Source>
***
Last year’s breakout series Orphan Black returns for its second season this Saturday on Space. I was on set before they wrapped filming and was able to speak with Jordan Gavaris, who plays Felix Dawkins, Sarah’s (Tatiana Maslany) foster brother. Jordan and I discuss getting back in character and evolving Felix.
Felix has been so busy. How does he manage to juggle his worlds of art and prostitution?
[Laughs] He’s losing clients! He’s been so preoccupied in dealing with Sarah! It’s been neat [filming] this season because I’ve been given the chance to show the art as kind of expressionist form, instead of it just being there in the background. I’ve been given the chance to express myself with some paint. It’s always nice to see the private moments of a character. We’ll see a bit more of Felix’s personal life in season two. I don’t mean in the sexual sense, but I mean his private and personal moments. We get to see him on his own a bit.
Will we see Felix interact with someone new this season? Any romantic prospects?
Yes – there is a guest star in particular that he has some very interesting scenes with. I’m not allowed to say who or why. In fact, it’ll be quite different for him. The scenes with this particular person will be quite different. Fans are going to really like it. It was a stretch for me – I really had to dig deep. That’s the only tease that I’m allowed to give!
Felix has started to care more about other people.
Yes, and I think he was just so used to keeping his genuine self only for Sarah. His feelings and ability to care were reserved only for her. But you are right, now he cares for someone like Alison. They’ve inexplicably developed this bizarre bond that I quite enjoy playing. That’s a lovely side of him to see. He’s different with every clone. He’s different with each person, as we all are in life. There are very few people who are 100% consistent with everyone all the time. Felix is nothing if not a social savant, as overdramatic as he may be.
***
Records to use>
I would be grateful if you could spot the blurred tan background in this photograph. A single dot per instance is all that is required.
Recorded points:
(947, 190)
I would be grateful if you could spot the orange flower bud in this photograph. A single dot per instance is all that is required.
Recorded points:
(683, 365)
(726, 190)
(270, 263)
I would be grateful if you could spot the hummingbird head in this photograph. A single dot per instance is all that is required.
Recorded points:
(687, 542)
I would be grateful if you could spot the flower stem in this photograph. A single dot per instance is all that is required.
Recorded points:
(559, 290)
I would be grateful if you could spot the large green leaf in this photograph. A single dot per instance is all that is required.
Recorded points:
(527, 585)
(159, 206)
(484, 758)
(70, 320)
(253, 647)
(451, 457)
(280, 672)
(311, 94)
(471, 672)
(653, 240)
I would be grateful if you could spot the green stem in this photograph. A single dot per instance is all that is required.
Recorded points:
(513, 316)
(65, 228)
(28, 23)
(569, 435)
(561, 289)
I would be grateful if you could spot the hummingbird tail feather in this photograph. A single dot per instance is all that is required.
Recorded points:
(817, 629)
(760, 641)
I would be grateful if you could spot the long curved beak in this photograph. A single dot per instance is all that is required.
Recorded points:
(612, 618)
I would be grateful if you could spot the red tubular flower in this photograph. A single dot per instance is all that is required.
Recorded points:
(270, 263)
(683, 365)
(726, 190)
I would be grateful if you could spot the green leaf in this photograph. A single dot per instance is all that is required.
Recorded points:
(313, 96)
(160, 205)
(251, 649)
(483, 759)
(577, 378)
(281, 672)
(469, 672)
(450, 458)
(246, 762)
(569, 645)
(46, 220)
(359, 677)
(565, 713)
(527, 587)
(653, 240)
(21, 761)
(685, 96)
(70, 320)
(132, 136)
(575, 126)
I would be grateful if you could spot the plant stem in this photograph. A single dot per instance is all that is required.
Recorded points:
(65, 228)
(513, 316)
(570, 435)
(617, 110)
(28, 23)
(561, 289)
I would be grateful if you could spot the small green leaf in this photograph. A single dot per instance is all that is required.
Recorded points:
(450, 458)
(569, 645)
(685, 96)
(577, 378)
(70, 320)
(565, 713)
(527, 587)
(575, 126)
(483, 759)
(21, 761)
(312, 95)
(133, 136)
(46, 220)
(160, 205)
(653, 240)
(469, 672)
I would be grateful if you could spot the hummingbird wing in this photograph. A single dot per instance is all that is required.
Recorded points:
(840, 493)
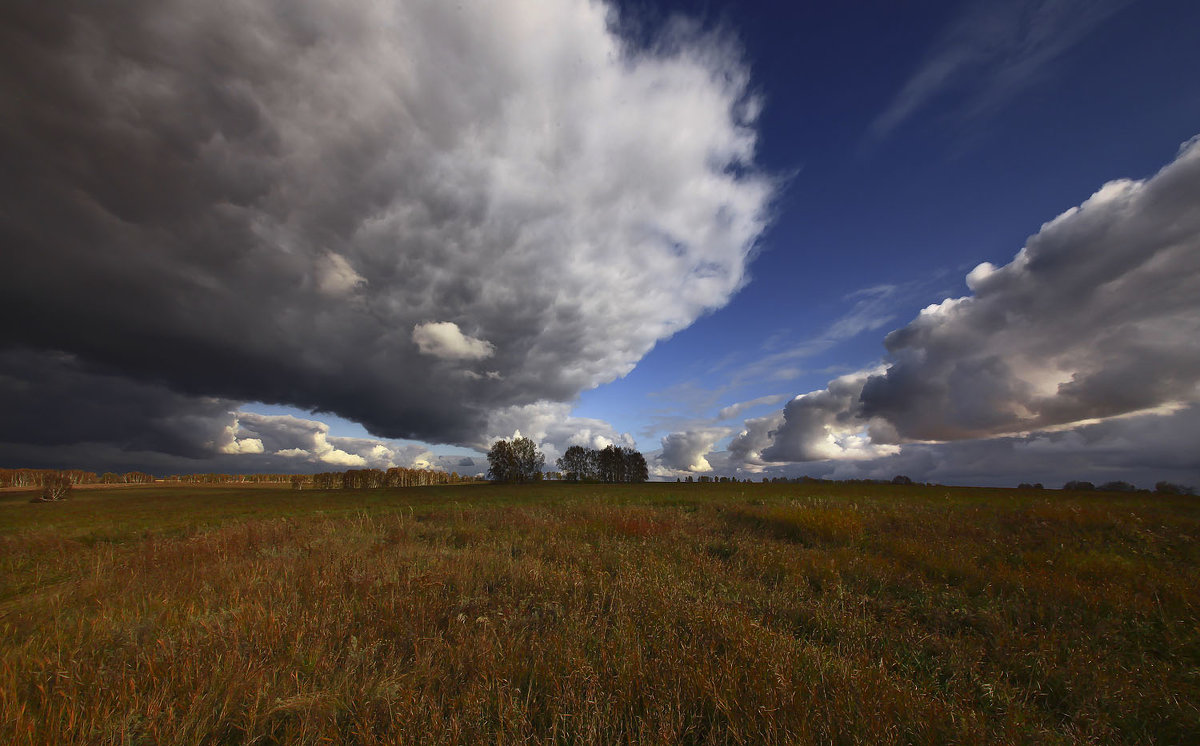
***
Goals>
[1] Write out the part of the Orphan Black interview that begins at the words "Will we see" and stops after "about other people.".
[2] Pull out every line of the records containing the string "stem", treating uppercase and lowercase as different.
The Orphan Black interview and the records have nothing to do with each other.

Final results>
[1]
Will we see Felix interact with someone new this season? Any romantic prospects?
Yes – there is a guest star in particular that he has some very interesting scenes with. I’m not allowed to say who or why. In fact, it’ll be quite different for him. The scenes with this particular person will be quite different. Fans are going to really like it. It was a stretch for me – I really had to dig deep. That’s the only tease that I’m allowed to give!
Felix has started to care more about other people.

[2]
I would be grateful if you could spot the flower stem in this photograph. A single dot per instance is all that is required.
I would be grateful if you could spot the green stem in this photograph. A single dot per instance is all that is required.
I would be grateful if you could spot the plant stem in this photograph. A single dot per instance is all that is required.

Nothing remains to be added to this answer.